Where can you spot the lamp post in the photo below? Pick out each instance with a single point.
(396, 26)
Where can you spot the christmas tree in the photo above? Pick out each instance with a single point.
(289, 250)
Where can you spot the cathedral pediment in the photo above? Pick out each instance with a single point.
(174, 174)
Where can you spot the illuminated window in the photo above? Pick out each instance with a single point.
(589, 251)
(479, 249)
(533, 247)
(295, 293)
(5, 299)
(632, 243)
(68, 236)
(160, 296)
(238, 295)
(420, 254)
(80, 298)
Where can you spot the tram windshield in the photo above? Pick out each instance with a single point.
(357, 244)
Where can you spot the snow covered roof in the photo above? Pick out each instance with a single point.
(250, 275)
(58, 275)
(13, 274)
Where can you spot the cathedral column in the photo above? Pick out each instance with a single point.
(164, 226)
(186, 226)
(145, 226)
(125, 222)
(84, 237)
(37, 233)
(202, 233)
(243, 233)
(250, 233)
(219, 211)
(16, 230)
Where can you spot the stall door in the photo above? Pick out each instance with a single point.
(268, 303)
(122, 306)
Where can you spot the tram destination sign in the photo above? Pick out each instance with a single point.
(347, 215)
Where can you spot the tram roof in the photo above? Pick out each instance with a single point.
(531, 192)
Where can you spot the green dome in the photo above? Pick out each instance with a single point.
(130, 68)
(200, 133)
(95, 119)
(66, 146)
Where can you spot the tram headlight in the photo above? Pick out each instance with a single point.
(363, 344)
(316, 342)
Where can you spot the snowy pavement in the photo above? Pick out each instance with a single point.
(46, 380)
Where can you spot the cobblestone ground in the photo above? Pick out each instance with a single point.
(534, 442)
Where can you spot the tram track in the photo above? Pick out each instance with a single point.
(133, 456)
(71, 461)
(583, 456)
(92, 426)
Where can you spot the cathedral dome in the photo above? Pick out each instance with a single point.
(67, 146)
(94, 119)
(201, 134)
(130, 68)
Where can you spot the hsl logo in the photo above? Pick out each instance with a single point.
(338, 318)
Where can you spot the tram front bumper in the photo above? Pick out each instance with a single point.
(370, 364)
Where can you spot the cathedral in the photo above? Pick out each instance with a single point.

====

→ **Exercise aim**:
Each line above is to be reproduced exactly.

→ **Answer section**:
Where can you spot the lamp post in the photo below? Pick out each instance with a single point.
(396, 26)
Where can you spot the christmas tree in the photo above? Pick out each instance with a single point.
(289, 250)
Where can you spot the cathedral pediment in the photo above? Pick out each instance with a single point.
(174, 174)
Where can you spot the illuminated window in the photo above? Pick out each instance with a single point.
(589, 251)
(479, 249)
(533, 247)
(295, 293)
(5, 299)
(632, 243)
(68, 236)
(160, 296)
(238, 295)
(420, 254)
(80, 298)
Where can you spot the tram windshield in the photo above? Pick out each instance with a single point.
(357, 244)
Where can you spot the snow covered roof in the photo above? Pick out each instance with a single point.
(250, 275)
(58, 275)
(13, 274)
Where can you spot the cathedral column in the photo above? Pick out each instance with a single point.
(164, 226)
(186, 226)
(145, 226)
(125, 222)
(84, 237)
(37, 233)
(202, 233)
(243, 233)
(250, 233)
(219, 211)
(16, 230)
Where can you spot the stall door in the photo above? Pick out each instance with a single point.
(268, 303)
(122, 306)
Where can you spot the tram destination sign in the photo above? Pick out each instance with a single point.
(347, 215)
Where can you spot the tram roof in the photo above? Pick out each instance with a single point.
(531, 192)
Where can you spot the green dome in the photo above? Pick out each instance with a single point.
(130, 68)
(200, 133)
(95, 119)
(66, 146)
Where can you spot the tram headlight in the photo above? Pick out each instance with a single point.
(363, 344)
(316, 342)
Where can you spot the snowy pavement in the photo above? Pick out each instance with a single point.
(46, 380)
Where can you spot the cobblestone ground in the photo above? Pick out each instance with a single point.
(534, 442)
Where can you spot the tram track in the photo above? Pick out each instance with a single point.
(133, 456)
(71, 461)
(583, 456)
(92, 426)
Where can you spot the cathedral dome in the photo above? Pick out each instance with a single point.
(67, 146)
(94, 119)
(201, 134)
(130, 68)
Where can you spot the hsl logo in the photo above? Pick out each instance with a single point.
(338, 318)
Where can you spot the tram front bumper in the photo above? Pick out each instance with a single point.
(370, 364)
Where can you spot the cathedral in the photo above? Pick out each instance with a single point.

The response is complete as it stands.